## [LE PROBLÈME]
Rédigez la suite du texte consacré à Colette Avital, à partir de l’endroit où il s’interrompt.

Colette Avital ou l’emprise du passé

Colette Avital est une femme politique israélienne aujourd’hui à la retraite. Elle a été ambassadeur, consul général, députée, vice-présidente de la Knesset, et candidate à l’élection présidentielle.

Dans une interview au journal Haaretz, elle a récemment relaté qu’elle avait subi il y a près de quarante ans du harcèlement sexuel de la part de  Shimon Peres, Président de l’Etat et Prix Nobel, décédé en 2016. Par la suite ils ont néanmoins collaboré au plan professionnel, et Avital ne s’est jamais exprimée en public à propos des méfaits qu’elle impute maintenant à Peres.

Cette accusation est problématique, parce que si ce qu’Avital avance est vrai, elle n’est pas en mesure de le démontrer, et si elle ment, Peres n’est pas en mesure de se défendre.

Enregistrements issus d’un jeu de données
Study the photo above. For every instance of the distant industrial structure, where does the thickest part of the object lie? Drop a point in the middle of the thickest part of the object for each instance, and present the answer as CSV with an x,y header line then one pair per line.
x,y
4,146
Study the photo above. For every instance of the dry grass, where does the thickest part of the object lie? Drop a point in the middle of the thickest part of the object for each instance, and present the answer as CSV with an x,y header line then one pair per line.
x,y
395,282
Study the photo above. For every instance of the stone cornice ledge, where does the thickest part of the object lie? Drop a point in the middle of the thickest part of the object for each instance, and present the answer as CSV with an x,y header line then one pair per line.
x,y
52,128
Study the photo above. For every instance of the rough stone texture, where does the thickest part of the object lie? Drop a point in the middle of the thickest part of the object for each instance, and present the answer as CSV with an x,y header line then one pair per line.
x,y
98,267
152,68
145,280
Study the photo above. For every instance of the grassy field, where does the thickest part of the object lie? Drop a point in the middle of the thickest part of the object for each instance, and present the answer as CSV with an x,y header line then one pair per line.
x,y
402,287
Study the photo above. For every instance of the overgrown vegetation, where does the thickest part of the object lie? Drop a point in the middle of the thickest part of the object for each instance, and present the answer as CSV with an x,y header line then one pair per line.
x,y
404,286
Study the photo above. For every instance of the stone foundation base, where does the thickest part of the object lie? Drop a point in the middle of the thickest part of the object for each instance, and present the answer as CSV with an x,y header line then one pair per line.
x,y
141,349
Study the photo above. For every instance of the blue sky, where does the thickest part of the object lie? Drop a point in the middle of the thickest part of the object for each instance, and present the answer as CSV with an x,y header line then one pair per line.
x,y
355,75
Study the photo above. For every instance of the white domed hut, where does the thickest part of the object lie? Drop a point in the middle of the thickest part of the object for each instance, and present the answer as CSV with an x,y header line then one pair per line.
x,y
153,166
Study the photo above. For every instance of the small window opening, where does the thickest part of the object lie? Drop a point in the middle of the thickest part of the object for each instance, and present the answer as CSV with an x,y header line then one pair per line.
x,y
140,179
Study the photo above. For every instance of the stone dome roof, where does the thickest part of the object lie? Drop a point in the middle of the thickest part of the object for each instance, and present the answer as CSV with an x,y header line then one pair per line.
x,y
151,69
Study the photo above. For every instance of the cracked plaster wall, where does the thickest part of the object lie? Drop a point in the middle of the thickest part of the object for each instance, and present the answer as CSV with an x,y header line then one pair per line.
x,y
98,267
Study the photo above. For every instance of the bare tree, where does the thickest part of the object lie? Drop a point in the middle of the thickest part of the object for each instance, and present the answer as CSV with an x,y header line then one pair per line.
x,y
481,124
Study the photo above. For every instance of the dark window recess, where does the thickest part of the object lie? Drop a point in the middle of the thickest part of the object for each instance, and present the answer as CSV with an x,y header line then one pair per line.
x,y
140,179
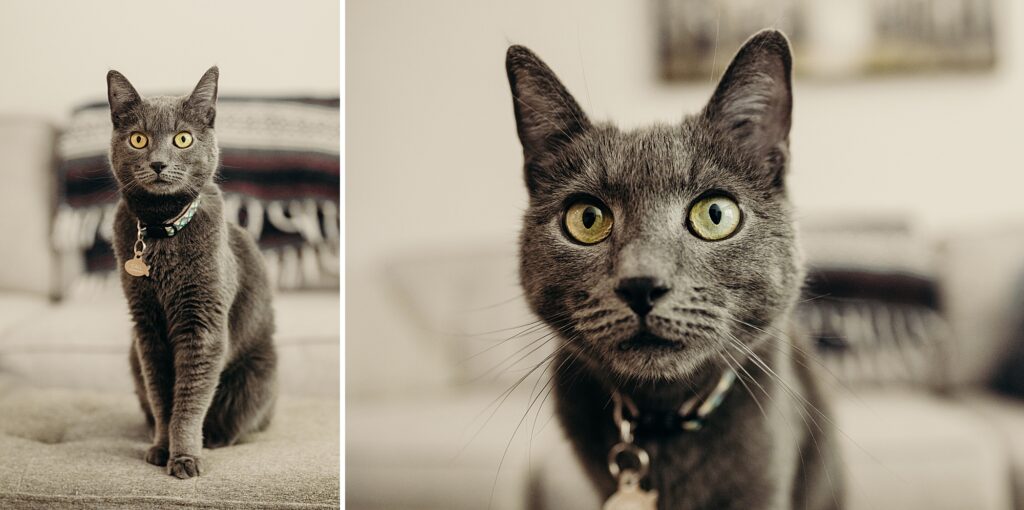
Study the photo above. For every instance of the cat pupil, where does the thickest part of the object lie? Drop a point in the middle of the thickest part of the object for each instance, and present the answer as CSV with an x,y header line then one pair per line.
x,y
716,213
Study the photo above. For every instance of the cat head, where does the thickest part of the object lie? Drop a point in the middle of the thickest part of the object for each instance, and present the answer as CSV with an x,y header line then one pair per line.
x,y
657,251
163,145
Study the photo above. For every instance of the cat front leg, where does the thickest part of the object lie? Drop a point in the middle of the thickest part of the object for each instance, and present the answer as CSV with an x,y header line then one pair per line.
x,y
157,370
199,357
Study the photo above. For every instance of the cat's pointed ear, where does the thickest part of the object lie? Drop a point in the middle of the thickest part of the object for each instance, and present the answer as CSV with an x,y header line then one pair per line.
x,y
122,97
546,114
753,102
203,100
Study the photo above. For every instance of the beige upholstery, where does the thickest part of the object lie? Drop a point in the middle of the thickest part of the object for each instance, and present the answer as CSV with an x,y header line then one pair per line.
x,y
78,449
983,296
72,434
26,204
83,342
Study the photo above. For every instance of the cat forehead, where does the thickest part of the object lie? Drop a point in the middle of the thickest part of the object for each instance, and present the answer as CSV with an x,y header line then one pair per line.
x,y
644,160
162,113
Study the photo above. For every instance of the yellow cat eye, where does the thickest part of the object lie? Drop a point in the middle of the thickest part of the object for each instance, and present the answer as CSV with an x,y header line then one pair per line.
x,y
138,140
588,221
182,139
714,218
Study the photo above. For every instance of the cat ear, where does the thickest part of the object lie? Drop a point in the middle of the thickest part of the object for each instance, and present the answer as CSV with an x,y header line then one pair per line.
x,y
203,100
547,116
122,97
753,102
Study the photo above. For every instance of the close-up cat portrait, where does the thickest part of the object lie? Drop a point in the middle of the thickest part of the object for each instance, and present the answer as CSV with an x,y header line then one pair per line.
x,y
678,254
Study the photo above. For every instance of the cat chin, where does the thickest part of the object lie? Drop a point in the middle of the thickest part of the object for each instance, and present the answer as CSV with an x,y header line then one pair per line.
x,y
160,187
647,358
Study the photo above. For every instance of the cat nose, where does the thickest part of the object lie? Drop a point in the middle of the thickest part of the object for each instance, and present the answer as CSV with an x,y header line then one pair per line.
x,y
640,293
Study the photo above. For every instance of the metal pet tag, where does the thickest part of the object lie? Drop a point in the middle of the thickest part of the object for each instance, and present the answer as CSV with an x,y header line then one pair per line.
x,y
136,267
630,496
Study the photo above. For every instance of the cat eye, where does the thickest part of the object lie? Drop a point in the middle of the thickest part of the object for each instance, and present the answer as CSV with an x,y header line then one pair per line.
x,y
138,140
588,221
714,218
182,139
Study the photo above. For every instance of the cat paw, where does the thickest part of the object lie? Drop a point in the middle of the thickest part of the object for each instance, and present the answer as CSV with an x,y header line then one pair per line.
x,y
157,455
183,466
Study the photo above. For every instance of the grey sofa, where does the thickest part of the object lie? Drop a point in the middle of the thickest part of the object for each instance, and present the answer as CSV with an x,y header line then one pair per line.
x,y
71,431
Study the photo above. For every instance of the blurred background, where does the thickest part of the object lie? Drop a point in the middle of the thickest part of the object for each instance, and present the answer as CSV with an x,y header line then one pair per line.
x,y
67,400
905,175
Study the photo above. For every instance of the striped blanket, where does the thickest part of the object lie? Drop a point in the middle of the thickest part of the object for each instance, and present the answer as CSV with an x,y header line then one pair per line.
x,y
871,304
280,173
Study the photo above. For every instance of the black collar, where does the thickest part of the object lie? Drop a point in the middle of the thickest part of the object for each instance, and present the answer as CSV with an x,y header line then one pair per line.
x,y
171,226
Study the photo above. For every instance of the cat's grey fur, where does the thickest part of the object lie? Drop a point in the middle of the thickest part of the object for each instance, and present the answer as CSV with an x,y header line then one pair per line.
x,y
742,287
202,355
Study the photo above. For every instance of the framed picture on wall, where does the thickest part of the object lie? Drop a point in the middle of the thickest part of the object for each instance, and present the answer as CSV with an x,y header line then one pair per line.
x,y
830,39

## [RÉSULTAT DE L’EXERCICE]
Quoi qu’il en soit, le chanteur israélien Nissim Garamè, ami juré de Peres, a appelé les proches du défunt Président à faire entendre leur voix pour défendre sa mémoire. Il a en tous cas fait entendre la sienne, et a déclaré sans équivoque qu’il ne croyait pas Avital, qui d’après lui doit l’ensemble de sa carrière à Peres, sans lequel « elle aurait été employée de supermarché » (sic).  Il est convaincu qu’il s’agit d’une opération de relations publiques destinée à promouvoir l’ouvrage autobiographique d’Avital.

Rina Mazliah, journaliste vedette d’une des principales chaines de télévision, a invité Avital sur son plateau pour qu’elle s’explique sur ses allégations.   En guise de préambule la journaliste a salué le « courage » d’Avital sans que l’on puisse saisir en quoi il est courageux d’accuser un mort,  d’autant que ce genre de « révélation »  est plutôt populaire de nos jours. Mazliah s’est contentée de  présenter Avital comme « victime »  (et non pas comme plaignante), faisant l’impasse sur la présomption d’innocence due au disparu. Elle a bien entendu le droit de croire ce qu’elle veut,  mais un minimum de décence n’aurait pas nui à la qualité de son émission.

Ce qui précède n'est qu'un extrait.